Repeat the data below with no changes.

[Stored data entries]

◆ ◆ ◆ ◆ ◆ ◆ ◆

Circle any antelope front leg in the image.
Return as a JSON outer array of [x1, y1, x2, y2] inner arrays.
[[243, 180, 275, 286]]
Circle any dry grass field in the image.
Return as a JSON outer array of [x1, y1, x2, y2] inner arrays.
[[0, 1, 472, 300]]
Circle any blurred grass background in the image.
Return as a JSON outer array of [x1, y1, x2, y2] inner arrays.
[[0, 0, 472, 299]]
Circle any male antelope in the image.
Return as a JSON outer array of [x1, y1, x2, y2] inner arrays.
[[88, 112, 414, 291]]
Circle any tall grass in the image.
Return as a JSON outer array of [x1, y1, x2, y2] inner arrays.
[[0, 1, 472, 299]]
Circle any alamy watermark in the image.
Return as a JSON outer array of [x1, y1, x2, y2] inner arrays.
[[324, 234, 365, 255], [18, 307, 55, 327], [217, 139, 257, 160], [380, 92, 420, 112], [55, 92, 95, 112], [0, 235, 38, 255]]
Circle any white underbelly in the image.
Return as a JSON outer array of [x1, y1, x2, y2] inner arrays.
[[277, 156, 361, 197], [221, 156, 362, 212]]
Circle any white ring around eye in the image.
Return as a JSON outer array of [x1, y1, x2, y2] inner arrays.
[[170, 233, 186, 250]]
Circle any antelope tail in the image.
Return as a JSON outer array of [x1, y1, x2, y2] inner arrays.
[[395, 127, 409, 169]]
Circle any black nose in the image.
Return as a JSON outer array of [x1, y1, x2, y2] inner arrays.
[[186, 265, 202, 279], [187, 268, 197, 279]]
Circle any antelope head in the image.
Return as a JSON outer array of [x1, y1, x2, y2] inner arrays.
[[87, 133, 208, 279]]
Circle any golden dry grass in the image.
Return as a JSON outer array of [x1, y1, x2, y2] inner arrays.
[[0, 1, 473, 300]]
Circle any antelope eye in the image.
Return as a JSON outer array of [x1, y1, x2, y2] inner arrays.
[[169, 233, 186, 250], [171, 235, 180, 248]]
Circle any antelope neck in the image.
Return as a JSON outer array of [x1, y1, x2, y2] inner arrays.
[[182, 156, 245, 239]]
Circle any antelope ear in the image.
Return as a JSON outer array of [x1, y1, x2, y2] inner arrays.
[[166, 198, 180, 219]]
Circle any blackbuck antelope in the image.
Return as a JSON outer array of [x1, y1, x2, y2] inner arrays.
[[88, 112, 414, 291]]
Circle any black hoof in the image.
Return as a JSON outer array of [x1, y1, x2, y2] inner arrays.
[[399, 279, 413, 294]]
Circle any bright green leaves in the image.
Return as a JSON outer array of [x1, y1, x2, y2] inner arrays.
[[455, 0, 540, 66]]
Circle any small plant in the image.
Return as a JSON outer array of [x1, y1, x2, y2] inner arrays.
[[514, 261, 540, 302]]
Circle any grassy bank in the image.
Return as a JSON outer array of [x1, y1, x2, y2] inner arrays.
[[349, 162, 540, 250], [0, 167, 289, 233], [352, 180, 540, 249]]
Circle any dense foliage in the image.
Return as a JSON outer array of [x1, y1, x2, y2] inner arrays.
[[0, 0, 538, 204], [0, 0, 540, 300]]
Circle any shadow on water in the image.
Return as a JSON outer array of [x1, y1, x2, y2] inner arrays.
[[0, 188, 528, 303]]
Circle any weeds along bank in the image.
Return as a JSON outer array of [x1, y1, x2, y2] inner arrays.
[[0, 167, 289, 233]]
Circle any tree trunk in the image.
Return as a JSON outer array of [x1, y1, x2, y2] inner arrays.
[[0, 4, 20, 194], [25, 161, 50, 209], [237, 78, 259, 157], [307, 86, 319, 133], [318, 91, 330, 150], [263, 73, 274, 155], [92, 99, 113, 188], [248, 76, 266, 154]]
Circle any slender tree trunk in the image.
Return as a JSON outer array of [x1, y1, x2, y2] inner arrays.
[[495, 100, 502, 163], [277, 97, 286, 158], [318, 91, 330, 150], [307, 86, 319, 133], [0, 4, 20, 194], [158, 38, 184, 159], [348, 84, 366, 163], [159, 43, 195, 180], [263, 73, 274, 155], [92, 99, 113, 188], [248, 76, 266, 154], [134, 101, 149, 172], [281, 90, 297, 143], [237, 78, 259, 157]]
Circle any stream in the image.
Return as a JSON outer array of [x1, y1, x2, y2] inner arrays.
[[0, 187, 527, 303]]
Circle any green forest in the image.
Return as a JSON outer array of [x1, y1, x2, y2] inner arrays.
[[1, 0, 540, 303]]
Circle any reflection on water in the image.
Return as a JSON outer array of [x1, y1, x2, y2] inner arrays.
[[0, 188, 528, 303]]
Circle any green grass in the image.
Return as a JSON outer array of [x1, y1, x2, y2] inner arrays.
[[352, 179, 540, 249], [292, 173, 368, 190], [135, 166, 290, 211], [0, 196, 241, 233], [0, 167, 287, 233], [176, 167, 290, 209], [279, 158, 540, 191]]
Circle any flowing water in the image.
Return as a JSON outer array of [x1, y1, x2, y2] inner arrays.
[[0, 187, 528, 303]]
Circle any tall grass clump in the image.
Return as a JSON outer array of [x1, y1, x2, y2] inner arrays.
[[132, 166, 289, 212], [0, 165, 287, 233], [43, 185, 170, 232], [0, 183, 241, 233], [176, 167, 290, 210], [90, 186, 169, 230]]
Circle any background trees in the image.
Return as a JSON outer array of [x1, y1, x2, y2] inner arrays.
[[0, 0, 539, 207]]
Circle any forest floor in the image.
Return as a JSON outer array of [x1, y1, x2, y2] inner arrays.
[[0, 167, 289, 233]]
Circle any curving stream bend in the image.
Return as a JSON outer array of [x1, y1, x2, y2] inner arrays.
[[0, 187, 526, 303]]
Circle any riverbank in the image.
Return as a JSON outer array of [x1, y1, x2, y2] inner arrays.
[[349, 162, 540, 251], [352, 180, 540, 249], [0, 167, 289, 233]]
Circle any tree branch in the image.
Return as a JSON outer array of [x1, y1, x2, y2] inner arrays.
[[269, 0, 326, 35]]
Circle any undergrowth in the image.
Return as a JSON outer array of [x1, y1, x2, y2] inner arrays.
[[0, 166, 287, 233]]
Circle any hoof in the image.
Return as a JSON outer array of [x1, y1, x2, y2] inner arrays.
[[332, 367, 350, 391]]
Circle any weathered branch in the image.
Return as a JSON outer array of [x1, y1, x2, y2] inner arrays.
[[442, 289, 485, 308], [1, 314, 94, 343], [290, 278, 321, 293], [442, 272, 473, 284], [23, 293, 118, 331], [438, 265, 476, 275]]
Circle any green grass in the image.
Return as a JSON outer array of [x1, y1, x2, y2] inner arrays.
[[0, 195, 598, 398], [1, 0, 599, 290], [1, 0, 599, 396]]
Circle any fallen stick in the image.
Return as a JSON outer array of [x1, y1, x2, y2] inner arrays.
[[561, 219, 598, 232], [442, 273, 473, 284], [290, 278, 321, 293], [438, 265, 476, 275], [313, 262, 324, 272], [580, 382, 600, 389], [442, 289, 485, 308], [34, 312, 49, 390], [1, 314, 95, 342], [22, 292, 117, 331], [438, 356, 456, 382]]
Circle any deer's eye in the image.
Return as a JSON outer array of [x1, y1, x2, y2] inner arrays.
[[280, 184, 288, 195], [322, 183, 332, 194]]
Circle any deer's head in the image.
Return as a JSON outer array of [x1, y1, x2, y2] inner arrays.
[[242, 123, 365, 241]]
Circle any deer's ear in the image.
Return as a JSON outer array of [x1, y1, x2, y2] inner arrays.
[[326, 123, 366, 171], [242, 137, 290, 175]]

◆ ◆ ◆ ◆ ◆ ◆ ◆

- Output of the exercise
Circle any antelope front leg in the image.
Return as a JSON outer array of [x1, y1, x2, y2] inner arrays.
[[243, 180, 275, 286]]
Circle any dry grass field in the image.
Return as a JSON outer array of [x1, y1, x2, y2] inner arrays.
[[0, 1, 472, 300]]
Circle any blurred grass background in the image.
Return as a JSON outer array of [x1, y1, x2, y2] inner arrays.
[[0, 0, 472, 299]]
Circle any male antelope in the image.
Return as a JSON outer array of [x1, y1, x2, y2] inner arrays.
[[88, 112, 414, 291]]
Circle any tall grass in the image.
Return as a JSON outer array of [x1, y1, x2, y2] inner arrays.
[[0, 1, 472, 299]]
Circle any alamy watermark in the image.
Return as a JSON outer array of [x1, y1, x2, y2] inner arrays.
[[324, 234, 365, 255], [18, 307, 55, 327], [217, 139, 257, 160], [380, 92, 420, 112], [55, 92, 95, 112], [0, 235, 38, 255]]
Circle any white underbelly in the image.
Return as a JSON outer array of [x1, y1, x2, y2] inner arrays.
[[277, 156, 361, 197], [221, 156, 362, 212]]
Circle any white ring around eye in the image.
Return as a JSON outer array of [x1, y1, x2, y2] inner arrays.
[[170, 233, 186, 250]]
Circle any antelope tail in the image.
Return as a JSON outer array of [x1, y1, x2, y2] inner arrays.
[[395, 127, 409, 169]]
Circle any black nose in the image.
Return as a JSON outer array of [x1, y1, x2, y2] inner arrays.
[[186, 265, 202, 279], [187, 268, 197, 279]]
Circle any antelope head in the image.
Return as a JSON outer array of [x1, y1, x2, y2] inner arrays.
[[87, 133, 208, 279]]
Circle any golden dry grass in the image.
Return as a JSON outer array of [x1, y1, x2, y2] inner arrays.
[[0, 1, 473, 300]]
Circle any antelope eye in the image.
Return as a JSON outer array of [x1, y1, x2, y2] inner arrays.
[[169, 233, 186, 250], [171, 235, 180, 248]]
Circle any antelope neck in the image.
Return as a JSON outer array of [x1, y1, x2, y2] inner arrays.
[[182, 156, 245, 239]]
Circle any antelope ear in the image.
Return as a JSON outer array of [x1, y1, x2, y2] inner arrays.
[[166, 198, 180, 219]]
Circle any blackbuck antelope in the image.
Return as a JSON outer array of [x1, y1, x2, y2] inner arrays.
[[88, 112, 414, 291]]
Circle any black hoof in the image.
Return as a JSON outer array of [x1, y1, x2, y2] inner arrays.
[[399, 279, 413, 294]]
Circle any bright green leaves in the image.
Return as a JSON outer array of [x1, y1, x2, y2] inner arrays.
[[455, 0, 540, 66]]
Circle any small plant in the image.
Return as a JSON outer array of [x1, y1, x2, y2] inner arrays.
[[514, 261, 540, 302]]
Circle any grassy bank in the image.
Return as a JSON outer array of [x1, y1, x2, y2] inner arrays.
[[349, 162, 540, 250], [0, 167, 289, 233], [352, 180, 540, 249]]
Circle any dense foliage in the image.
Return as a JSON outer array of [x1, y1, x2, y2] inner arrays.
[[0, 0, 538, 204], [0, 0, 540, 300]]
Circle any shadow on water in the image.
Return as a JSON outer array of [x1, y1, x2, y2] inner arrays.
[[0, 188, 528, 303]]
Circle any weeds along bank in the image.
Return as a JSON outer array of [x1, y1, x2, y2] inner arrays.
[[0, 167, 289, 233]]
Circle any tree trunk in the image.
Return as a JSON outer array of [x1, y1, x2, y2] inner arrays.
[[0, 4, 20, 194], [25, 161, 50, 209], [237, 78, 259, 157], [307, 86, 319, 133], [318, 91, 330, 150], [263, 73, 274, 155], [92, 99, 113, 188], [248, 76, 266, 154]]
Circle any slender tree trunk in the image.
Return as a JSON outer array of [x1, y1, x2, y2] inner arrays.
[[495, 100, 502, 163], [277, 97, 286, 158], [318, 91, 330, 150], [307, 86, 319, 133], [0, 4, 20, 194], [158, 38, 184, 159], [348, 84, 366, 163], [159, 43, 195, 180], [263, 73, 274, 155], [92, 99, 113, 188], [248, 76, 266, 154], [134, 101, 149, 172], [281, 90, 297, 143], [237, 78, 259, 157]]
Circle any stream in the image.
Return as a JSON outer array of [x1, y1, x2, y2] inner arrays.
[[0, 187, 527, 303]]
Circle any green forest in the image.
Return as a JSON outer array of [x1, y1, x2, y2] inner arrays.
[[1, 0, 540, 303]]
Circle any reflection on water in the image.
Return as a JSON outer array of [x1, y1, x2, y2] inner arrays.
[[0, 188, 528, 303]]
Circle any green grass in the image.
Return as a JSON outer array of [x1, y1, x2, y2] inner arrays.
[[352, 179, 540, 249], [292, 173, 368, 190], [135, 166, 290, 211], [0, 196, 241, 233], [0, 167, 287, 233], [176, 167, 290, 209], [279, 158, 540, 191]]
Circle any flowing water in the image.
Return as a JSON outer array of [x1, y1, x2, y2] inner arrays.
[[0, 187, 528, 303]]
Circle any tall grass clump in the image.
Return as a JSON outer array of [x1, y1, x2, y2] inner arrays.
[[132, 166, 289, 212], [0, 165, 287, 233], [43, 185, 170, 232], [0, 183, 241, 233], [176, 167, 290, 210], [90, 186, 169, 230]]
Circle any background trees in the image.
Return as a JSON outer array of [x1, y1, x2, y2] inner arrays.
[[0, 0, 539, 207]]
Circle any forest floor in the image.
Return as a JSON outer array of [x1, y1, x2, y2] inner arrays.
[[0, 167, 289, 233]]
Circle any curving stream bend in the image.
Return as a JSON outer array of [x1, y1, x2, y2] inner arrays.
[[0, 187, 526, 303]]
Circle any riverbank in the image.
Return as a JSON outer array of [x1, y1, x2, y2] inner arrays.
[[349, 162, 540, 251], [352, 180, 540, 249], [0, 167, 289, 233]]
Circle any tree branch in the image.
Return as a JSON outer array of [x1, y1, x2, y2] inner arrays.
[[269, 0, 326, 35]]
Circle any undergrowth in the image.
Return as a JSON outer array of [x1, y1, x2, y2] inner arrays.
[[0, 166, 287, 233]]
Circle any hoof in the image.
Return as a JSON outer array of [x1, y1, x2, y2] inner arrays.
[[332, 367, 350, 391]]
Circle any weathered branch in the image.
Return as a JSON outer array of [x1, y1, x2, y2] inner arrays.
[[442, 289, 485, 308], [1, 314, 94, 343], [290, 278, 321, 293], [442, 272, 473, 284], [23, 293, 118, 331], [438, 265, 476, 275]]
Circle any green grass in the image.
Return as a JSON outer array of [x1, y1, x2, y2] inner arrays.
[[0, 195, 598, 398], [1, 0, 599, 290], [1, 0, 599, 396]]
Circle any fallen stick in the image.
Return as a JSON outer array of [x1, y1, x2, y2] inner arrays.
[[561, 219, 598, 232], [442, 273, 473, 284], [290, 278, 321, 293], [438, 265, 476, 275], [313, 262, 324, 272], [580, 382, 600, 389], [442, 289, 485, 308], [34, 312, 49, 390], [1, 314, 95, 342], [22, 292, 117, 331], [438, 356, 456, 382]]
Circle any deer's eye in the image.
Return as a JSON outer array of [x1, y1, x2, y2] inner arrays.
[[280, 184, 288, 195], [322, 183, 332, 194]]
Circle any deer's head in the image.
Return as a JSON outer array of [x1, y1, x2, y2] inner arrays.
[[242, 123, 365, 241]]
Circle any deer's ear in the image.
Return as a JSON outer array of [x1, y1, x2, y2] inner arrays.
[[326, 123, 366, 171], [242, 137, 290, 175]]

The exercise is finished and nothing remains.